#### ABOUT THIS EXERCISE:
Count the lines in the data below holding the string "rocky" and write the total by itself.

(Region pointing data)

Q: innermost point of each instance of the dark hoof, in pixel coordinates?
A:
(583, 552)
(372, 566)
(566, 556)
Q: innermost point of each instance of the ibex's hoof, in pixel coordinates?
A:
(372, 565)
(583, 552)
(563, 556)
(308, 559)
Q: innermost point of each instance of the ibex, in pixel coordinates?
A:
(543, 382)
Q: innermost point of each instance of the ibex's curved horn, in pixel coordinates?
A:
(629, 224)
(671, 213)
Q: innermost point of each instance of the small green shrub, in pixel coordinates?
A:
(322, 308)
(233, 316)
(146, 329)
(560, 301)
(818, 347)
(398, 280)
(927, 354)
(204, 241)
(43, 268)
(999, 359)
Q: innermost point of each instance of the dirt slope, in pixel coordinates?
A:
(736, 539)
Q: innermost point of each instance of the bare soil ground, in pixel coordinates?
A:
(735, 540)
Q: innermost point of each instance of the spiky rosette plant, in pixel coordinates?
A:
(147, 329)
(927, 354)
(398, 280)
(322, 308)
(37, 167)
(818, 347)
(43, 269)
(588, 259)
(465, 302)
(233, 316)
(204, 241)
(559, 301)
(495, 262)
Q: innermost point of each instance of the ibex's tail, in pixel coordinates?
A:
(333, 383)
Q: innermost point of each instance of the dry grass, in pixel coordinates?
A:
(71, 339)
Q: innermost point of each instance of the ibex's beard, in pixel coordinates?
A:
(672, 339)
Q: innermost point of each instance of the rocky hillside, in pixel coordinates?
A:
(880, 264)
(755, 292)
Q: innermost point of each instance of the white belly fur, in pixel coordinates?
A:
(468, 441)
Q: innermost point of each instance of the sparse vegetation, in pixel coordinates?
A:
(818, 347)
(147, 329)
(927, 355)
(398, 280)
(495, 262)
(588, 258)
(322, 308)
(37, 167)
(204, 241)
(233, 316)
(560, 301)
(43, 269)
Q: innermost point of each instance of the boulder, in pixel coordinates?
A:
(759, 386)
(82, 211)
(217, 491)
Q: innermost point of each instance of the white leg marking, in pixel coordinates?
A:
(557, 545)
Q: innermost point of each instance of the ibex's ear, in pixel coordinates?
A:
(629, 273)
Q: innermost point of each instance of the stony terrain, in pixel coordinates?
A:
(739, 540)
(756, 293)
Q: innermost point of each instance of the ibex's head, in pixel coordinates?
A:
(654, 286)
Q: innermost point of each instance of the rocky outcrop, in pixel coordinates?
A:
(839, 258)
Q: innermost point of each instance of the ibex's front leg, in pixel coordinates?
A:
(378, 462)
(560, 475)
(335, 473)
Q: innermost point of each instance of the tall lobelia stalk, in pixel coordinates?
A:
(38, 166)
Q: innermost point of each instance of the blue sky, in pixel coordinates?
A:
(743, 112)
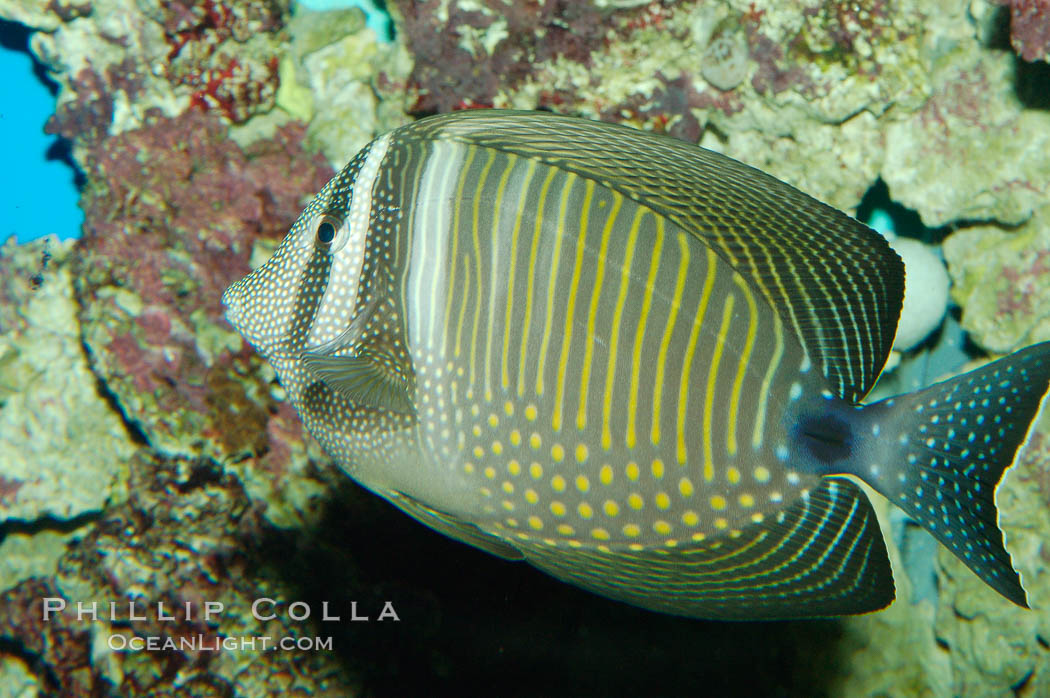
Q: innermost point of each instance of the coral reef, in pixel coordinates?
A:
(172, 212)
(155, 459)
(1030, 28)
(1002, 280)
(187, 535)
(64, 450)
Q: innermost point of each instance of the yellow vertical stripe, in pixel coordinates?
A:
(507, 321)
(617, 201)
(450, 288)
(709, 395)
(570, 312)
(763, 393)
(464, 297)
(494, 235)
(477, 260)
(741, 367)
(529, 288)
(560, 237)
(687, 366)
(639, 332)
(610, 374)
(665, 342)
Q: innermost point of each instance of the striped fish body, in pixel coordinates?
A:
(633, 362)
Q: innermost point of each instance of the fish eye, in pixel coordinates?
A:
(327, 230)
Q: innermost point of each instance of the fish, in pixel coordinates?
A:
(635, 363)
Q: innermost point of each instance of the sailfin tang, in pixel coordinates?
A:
(368, 363)
(822, 556)
(364, 379)
(453, 527)
(957, 439)
(833, 280)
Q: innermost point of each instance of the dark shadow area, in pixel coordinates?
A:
(16, 37)
(906, 221)
(471, 624)
(1032, 83)
(998, 33)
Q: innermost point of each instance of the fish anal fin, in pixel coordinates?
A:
(823, 556)
(454, 527)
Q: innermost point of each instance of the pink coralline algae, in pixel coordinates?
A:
(1030, 28)
(172, 213)
(453, 73)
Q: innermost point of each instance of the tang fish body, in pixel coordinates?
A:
(633, 362)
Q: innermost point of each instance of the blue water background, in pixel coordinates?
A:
(40, 184)
(39, 188)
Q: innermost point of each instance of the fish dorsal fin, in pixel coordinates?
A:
(832, 279)
(822, 556)
(368, 363)
(453, 526)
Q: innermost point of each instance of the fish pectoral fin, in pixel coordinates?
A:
(366, 378)
(454, 527)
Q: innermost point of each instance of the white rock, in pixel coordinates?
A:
(925, 293)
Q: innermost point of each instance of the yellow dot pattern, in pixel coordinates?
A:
(525, 467)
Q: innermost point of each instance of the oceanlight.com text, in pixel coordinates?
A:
(122, 642)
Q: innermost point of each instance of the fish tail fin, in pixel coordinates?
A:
(952, 443)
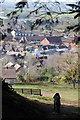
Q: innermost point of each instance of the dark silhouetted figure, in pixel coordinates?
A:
(57, 102)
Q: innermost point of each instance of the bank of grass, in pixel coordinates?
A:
(67, 92)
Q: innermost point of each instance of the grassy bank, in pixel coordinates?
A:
(68, 94)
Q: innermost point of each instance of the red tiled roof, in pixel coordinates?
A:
(8, 73)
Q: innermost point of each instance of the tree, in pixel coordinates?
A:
(41, 12)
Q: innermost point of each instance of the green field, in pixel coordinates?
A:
(68, 94)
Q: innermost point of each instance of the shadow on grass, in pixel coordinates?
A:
(16, 107)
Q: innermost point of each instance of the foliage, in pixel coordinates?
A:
(75, 8)
(20, 78)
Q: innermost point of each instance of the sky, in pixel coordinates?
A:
(43, 0)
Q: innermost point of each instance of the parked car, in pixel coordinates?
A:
(61, 48)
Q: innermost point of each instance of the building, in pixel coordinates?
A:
(9, 75)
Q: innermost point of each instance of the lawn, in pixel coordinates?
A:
(68, 94)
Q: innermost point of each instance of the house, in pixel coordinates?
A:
(45, 39)
(57, 40)
(9, 75)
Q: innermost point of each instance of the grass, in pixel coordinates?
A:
(67, 92)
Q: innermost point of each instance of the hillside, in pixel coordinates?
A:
(16, 107)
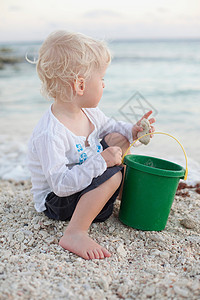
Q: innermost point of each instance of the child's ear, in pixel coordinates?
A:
(79, 86)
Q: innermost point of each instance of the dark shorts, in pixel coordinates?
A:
(62, 208)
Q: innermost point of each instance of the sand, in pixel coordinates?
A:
(143, 265)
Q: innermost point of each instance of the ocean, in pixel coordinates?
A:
(161, 75)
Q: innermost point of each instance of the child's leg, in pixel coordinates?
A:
(75, 238)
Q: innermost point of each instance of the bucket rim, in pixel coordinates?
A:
(156, 171)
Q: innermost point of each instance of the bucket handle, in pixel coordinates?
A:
(152, 133)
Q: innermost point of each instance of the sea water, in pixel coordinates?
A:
(161, 75)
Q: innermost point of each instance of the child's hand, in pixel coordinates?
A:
(112, 156)
(137, 128)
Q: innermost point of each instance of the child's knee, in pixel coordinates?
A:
(116, 180)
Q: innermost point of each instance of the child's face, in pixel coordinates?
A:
(94, 89)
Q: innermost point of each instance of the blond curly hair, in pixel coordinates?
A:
(63, 57)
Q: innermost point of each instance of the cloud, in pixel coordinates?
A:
(101, 13)
(14, 8)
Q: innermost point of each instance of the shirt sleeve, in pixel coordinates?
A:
(107, 125)
(63, 181)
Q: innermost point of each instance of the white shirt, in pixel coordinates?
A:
(58, 159)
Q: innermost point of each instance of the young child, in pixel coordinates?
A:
(75, 151)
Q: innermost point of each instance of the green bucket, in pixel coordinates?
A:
(149, 188)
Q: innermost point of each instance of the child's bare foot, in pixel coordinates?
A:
(81, 244)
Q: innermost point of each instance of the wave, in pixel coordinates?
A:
(155, 59)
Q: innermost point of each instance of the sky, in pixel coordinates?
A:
(27, 20)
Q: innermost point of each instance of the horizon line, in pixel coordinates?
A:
(172, 39)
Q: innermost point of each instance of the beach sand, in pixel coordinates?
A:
(143, 265)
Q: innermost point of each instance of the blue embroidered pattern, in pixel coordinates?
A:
(79, 147)
(82, 158)
(98, 148)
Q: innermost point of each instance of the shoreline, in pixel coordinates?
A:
(144, 264)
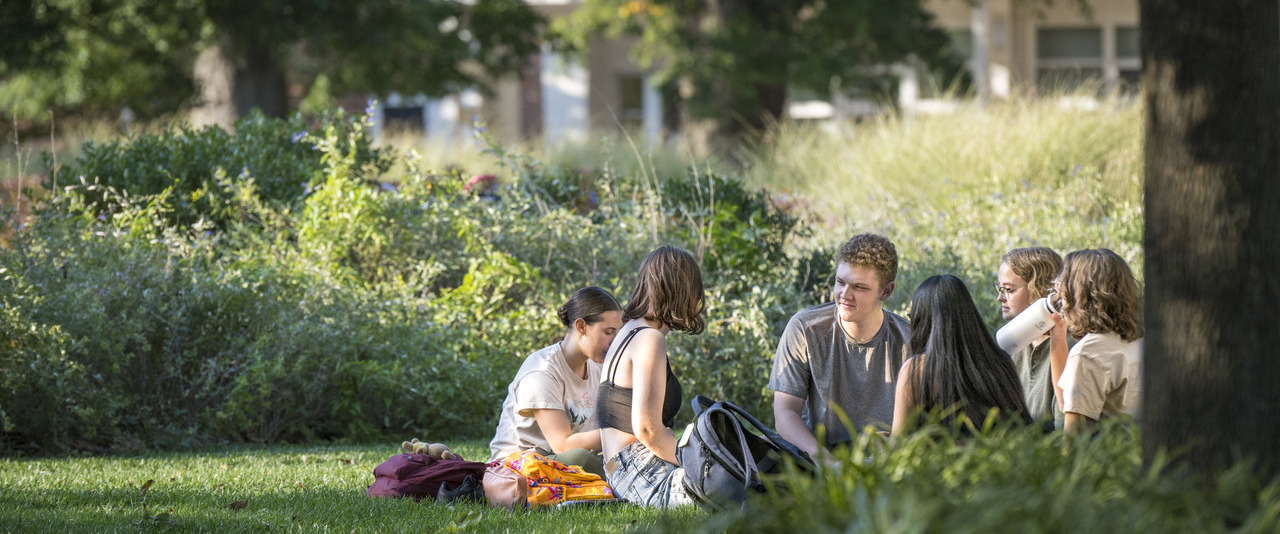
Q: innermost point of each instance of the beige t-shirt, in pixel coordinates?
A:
(544, 382)
(1102, 377)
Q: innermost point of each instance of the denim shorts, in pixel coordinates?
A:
(641, 478)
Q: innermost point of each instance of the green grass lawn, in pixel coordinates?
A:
(279, 488)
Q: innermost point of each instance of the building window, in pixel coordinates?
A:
(1068, 58)
(403, 119)
(961, 42)
(1129, 58)
(631, 101)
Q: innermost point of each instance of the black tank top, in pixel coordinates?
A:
(615, 402)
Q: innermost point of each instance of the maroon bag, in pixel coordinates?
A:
(420, 475)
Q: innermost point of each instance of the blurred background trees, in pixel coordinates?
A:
(152, 58)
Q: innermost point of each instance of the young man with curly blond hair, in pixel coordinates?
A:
(841, 359)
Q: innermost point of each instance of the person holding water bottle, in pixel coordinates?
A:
(1024, 278)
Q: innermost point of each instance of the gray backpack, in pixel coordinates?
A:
(726, 450)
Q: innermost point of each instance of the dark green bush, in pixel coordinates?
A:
(1010, 480)
(283, 158)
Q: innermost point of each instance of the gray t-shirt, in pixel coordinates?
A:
(1033, 372)
(819, 363)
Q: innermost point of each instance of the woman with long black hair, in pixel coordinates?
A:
(956, 369)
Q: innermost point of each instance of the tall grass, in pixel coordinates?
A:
(859, 172)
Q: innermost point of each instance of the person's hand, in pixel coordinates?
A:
(1059, 331)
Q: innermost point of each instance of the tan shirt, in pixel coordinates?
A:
(1102, 377)
(544, 382)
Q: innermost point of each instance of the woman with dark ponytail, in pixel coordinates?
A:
(553, 395)
(958, 365)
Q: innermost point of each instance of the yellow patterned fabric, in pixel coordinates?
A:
(552, 483)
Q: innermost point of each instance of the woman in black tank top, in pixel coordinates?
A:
(639, 391)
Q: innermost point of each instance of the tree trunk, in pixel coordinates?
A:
(231, 87)
(260, 83)
(1211, 374)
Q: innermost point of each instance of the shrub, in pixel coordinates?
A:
(275, 153)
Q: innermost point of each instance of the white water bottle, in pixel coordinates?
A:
(1032, 323)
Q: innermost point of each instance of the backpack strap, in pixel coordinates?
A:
(613, 369)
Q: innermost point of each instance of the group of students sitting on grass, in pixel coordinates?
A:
(606, 396)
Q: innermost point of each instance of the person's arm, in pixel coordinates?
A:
(648, 391)
(1057, 352)
(1077, 423)
(561, 436)
(903, 398)
(786, 416)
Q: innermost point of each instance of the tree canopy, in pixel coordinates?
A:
(736, 59)
(99, 56)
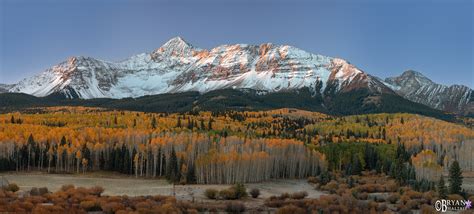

#### RESULT OF THIS TASK:
2